№11 ноябрь 2024

Портал функционирует при финансовой поддержке Министерства цифрового развития, связи и массовых коммуникаций.

Маттео Валлериани: «Менять научные концепции сейчас намного проще, чем во времена Галилея»

Маттео Валлериани – профессор Института истории науки Макса Планка в Берлине, переехавший из Италии в Германию. Гёте-институт в рамках содействия культурному обмену между Германией и Россией привёз профессора в Москву – прочитать лекцию на фестивале «Nauka 0+». Корреспондент «Науки и жизни» Анастасия Субботина выяснила у профессора Валлериани, ради чего он бросил карьеру в Италии, почему Галилею было сложно настаивать на том, что Земля – не центр Вселенной, зачем историкам теория графов и как это вышло, что «издевательства» математиков над простыми смертными имеют оправдание, а «издевательства» философов – нет.

Профессор Валлериани в студии телерадиокомпании Deutsche Welle.
Профессор Валлериани выступает на фестивале «Nauka 0+».

Профессор Валлериани, почему история науки?

– На самом деле в университете изначально я изучал философию. Но меня всегда интересовала наука, я колебался между математикой и философией. В итоге выбрал философию, но постепенно всё же вернулся к науке – стал изучать философию науки, углубился в математическую логику и вообще работал с математиками. А параллельно ещё слушал курсы по физике.

+ + + + +

• [Условие задания a]:
Перепишите фрагмент интервью с Маттео Валлериани, который начинается словами «Профессор Валлериани в студии» и заканчивается словами «курсы по физике.», заменив «математическую логику» на «теорию множеств».
Текст и записи взяты из разных источников.

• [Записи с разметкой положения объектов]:
+ + + + +

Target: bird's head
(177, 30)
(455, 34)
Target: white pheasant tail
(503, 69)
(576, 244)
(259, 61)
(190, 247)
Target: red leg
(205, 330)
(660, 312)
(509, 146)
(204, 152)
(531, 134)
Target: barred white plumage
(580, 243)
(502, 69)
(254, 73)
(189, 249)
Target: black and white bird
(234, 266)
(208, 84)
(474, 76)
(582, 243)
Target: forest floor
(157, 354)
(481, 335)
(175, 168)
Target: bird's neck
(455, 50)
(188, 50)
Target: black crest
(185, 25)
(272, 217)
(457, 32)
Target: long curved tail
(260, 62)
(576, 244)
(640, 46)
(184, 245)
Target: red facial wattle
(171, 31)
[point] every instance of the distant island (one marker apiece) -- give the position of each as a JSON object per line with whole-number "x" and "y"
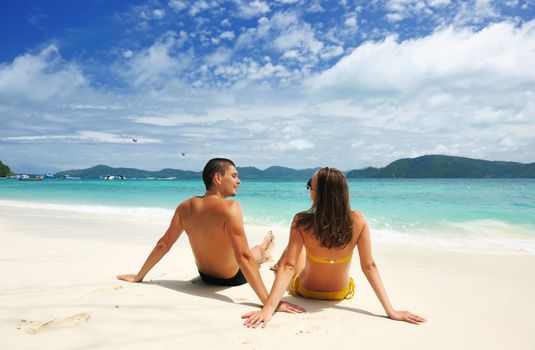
{"x": 4, "y": 170}
{"x": 429, "y": 166}
{"x": 439, "y": 166}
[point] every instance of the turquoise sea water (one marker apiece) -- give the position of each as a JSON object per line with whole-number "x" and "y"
{"x": 475, "y": 214}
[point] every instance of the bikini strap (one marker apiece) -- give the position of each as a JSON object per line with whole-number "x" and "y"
{"x": 328, "y": 261}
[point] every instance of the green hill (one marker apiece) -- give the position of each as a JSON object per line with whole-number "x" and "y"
{"x": 438, "y": 166}
{"x": 4, "y": 170}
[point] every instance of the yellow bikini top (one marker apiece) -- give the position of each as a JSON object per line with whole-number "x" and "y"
{"x": 328, "y": 261}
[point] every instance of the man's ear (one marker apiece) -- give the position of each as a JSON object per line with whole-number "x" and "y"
{"x": 217, "y": 178}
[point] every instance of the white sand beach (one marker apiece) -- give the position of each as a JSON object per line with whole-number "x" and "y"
{"x": 59, "y": 291}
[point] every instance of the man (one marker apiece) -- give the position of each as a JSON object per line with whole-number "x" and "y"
{"x": 216, "y": 234}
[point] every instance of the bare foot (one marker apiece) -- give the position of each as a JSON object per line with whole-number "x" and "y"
{"x": 262, "y": 252}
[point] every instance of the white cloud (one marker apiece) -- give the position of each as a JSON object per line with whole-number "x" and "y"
{"x": 39, "y": 77}
{"x": 128, "y": 53}
{"x": 394, "y": 17}
{"x": 438, "y": 3}
{"x": 177, "y": 5}
{"x": 293, "y": 145}
{"x": 351, "y": 22}
{"x": 251, "y": 9}
{"x": 498, "y": 56}
{"x": 220, "y": 56}
{"x": 150, "y": 65}
{"x": 198, "y": 6}
{"x": 331, "y": 52}
{"x": 228, "y": 35}
{"x": 158, "y": 13}
{"x": 84, "y": 136}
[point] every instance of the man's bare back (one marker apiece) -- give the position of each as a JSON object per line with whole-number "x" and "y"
{"x": 214, "y": 226}
{"x": 203, "y": 220}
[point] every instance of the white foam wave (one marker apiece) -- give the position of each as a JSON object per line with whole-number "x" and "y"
{"x": 477, "y": 235}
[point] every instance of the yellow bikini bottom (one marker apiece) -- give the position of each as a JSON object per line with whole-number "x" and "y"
{"x": 346, "y": 293}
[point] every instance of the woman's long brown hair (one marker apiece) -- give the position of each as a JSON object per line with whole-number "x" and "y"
{"x": 330, "y": 214}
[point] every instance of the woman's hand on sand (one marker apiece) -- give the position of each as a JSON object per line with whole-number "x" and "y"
{"x": 407, "y": 316}
{"x": 129, "y": 278}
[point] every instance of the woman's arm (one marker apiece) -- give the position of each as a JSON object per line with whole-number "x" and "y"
{"x": 284, "y": 274}
{"x": 372, "y": 274}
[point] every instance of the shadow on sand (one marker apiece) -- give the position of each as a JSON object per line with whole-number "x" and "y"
{"x": 198, "y": 288}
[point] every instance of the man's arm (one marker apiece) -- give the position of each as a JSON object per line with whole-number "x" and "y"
{"x": 162, "y": 247}
{"x": 287, "y": 268}
{"x": 246, "y": 261}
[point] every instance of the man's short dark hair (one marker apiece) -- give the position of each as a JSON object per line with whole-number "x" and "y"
{"x": 215, "y": 165}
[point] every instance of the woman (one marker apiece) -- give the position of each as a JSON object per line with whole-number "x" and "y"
{"x": 317, "y": 260}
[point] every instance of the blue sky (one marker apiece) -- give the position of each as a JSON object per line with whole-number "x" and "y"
{"x": 295, "y": 83}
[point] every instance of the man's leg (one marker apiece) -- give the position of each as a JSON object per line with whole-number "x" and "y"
{"x": 262, "y": 252}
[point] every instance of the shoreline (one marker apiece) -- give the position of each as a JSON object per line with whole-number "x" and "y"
{"x": 59, "y": 292}
{"x": 516, "y": 241}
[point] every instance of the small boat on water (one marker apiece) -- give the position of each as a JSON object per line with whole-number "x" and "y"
{"x": 68, "y": 177}
{"x": 114, "y": 177}
{"x": 25, "y": 177}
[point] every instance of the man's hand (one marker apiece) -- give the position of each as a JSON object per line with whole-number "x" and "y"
{"x": 290, "y": 308}
{"x": 256, "y": 318}
{"x": 262, "y": 317}
{"x": 407, "y": 316}
{"x": 129, "y": 278}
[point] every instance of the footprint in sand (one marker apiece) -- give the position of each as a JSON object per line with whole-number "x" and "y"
{"x": 71, "y": 321}
{"x": 101, "y": 291}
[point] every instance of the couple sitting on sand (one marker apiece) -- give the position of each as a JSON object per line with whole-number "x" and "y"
{"x": 315, "y": 264}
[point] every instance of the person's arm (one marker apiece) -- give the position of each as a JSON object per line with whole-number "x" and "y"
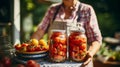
{"x": 43, "y": 26}
{"x": 94, "y": 36}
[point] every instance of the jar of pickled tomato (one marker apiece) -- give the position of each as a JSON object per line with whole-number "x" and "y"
{"x": 77, "y": 45}
{"x": 58, "y": 46}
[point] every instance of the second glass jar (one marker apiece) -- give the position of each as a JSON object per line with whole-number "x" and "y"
{"x": 77, "y": 46}
{"x": 58, "y": 46}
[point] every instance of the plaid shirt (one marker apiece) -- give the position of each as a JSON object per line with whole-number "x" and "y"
{"x": 87, "y": 18}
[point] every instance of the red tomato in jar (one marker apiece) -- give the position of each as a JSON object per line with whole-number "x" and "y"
{"x": 32, "y": 63}
{"x": 24, "y": 45}
{"x": 54, "y": 51}
{"x": 56, "y": 34}
{"x": 38, "y": 48}
{"x": 61, "y": 53}
{"x": 20, "y": 65}
{"x": 18, "y": 46}
{"x": 30, "y": 48}
{"x": 56, "y": 39}
{"x": 82, "y": 47}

+ + + + +

• [Условие задания b]:
Определите все строки записей, содержащие слово «hand», и выпишите их без изменений.

• [Полное решение a]:
Профессор Валлериани в студии телерадиокомпании Deutsche Welle.
Профессор Валлериани выступает на фестивале «Nauka 0+».

Профессор Валлериани, почему история науки?

– На самом деле в университете изначально я изучал философию. Но меня всегда интересовала наука, я колебался между математикой и философией. В итоге выбрал философию, но постепенно всё же вернулся к науке – стал изучать философию науки, углубился в теорию множеств и вообще работал с математиками. А параллельно ещё слушал курсы по физике.

• [Полное решение b]:
[point] every instance of the woman's hand on sand (one marker apiece) -- give the position of each as a JSON object per line with whole-number "x" and "y"
[point] every instance of the man's hand (one marker apiece) -- give the position of each as a JSON object per line with whole-number "x" and "y"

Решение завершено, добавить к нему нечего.